## begin Article

Monday, April 16, 2012

Lessons from Afghanistan

I learned many things from my month in Afghanistan and after a month of being home in Canada, I still find myself processing much of what I experienced. Here are a few things I definitely learned or was reminded of:

Things are not as they appear. I was constantly reminded to hold my assumptions and judgements at bay because there is so much that I do not yet understand about this fascinating country. I have much to learn about Afghanistan and was repeatedly reminded that I am definitely more ignorant than I am wise.

The human spirit is strong. The determination and pride the Afghan people exhibited was truly inspiring. They are amazingly strong, not to mention incredibly resourceful.

Even in desperate times and places, people can be at their warmest. Case in point, my colleagues in Kabul made me feel instantly welcomed and accepted into what I assumed would be a hostile and difficult environment. They proved me wrong. Even Bobbles felt at home.

## end Article
## begin Exercise material

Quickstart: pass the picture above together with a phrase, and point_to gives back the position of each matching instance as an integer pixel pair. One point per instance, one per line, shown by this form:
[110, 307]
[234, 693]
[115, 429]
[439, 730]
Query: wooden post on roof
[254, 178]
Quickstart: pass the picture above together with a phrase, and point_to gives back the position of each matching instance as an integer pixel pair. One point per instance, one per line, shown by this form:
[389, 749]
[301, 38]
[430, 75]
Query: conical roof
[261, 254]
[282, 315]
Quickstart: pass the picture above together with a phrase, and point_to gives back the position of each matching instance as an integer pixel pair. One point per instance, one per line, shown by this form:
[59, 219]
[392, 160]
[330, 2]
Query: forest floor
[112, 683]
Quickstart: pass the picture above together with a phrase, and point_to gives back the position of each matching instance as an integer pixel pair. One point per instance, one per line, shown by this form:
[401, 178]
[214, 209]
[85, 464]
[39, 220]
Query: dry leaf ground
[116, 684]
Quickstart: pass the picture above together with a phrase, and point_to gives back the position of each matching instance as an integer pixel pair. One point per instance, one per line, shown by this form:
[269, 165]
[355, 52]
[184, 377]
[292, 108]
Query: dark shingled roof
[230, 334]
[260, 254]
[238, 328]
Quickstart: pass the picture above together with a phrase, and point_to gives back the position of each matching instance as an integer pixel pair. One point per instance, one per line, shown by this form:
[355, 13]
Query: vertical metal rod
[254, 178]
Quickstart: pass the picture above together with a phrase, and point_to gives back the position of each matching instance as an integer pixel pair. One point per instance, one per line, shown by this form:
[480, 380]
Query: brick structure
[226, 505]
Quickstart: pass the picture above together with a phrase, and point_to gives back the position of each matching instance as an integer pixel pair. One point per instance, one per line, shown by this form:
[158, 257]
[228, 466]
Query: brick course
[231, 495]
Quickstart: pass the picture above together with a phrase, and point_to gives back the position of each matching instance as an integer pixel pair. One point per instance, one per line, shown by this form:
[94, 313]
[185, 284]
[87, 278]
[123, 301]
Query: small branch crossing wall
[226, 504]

## end Exercise material

What to work on:
**a.** Give each lesson that the blog post about Afghanistan names as the opening sentence of a paragraph.
**b.** How many lines of the entries contain the string "brick"? Case counts. Reply with the number only.

The responses:
**a.**
Things are not as they appear.
The human spirit is strong.
Even in desperate times and places, people can be at their warmest.

**b.** 2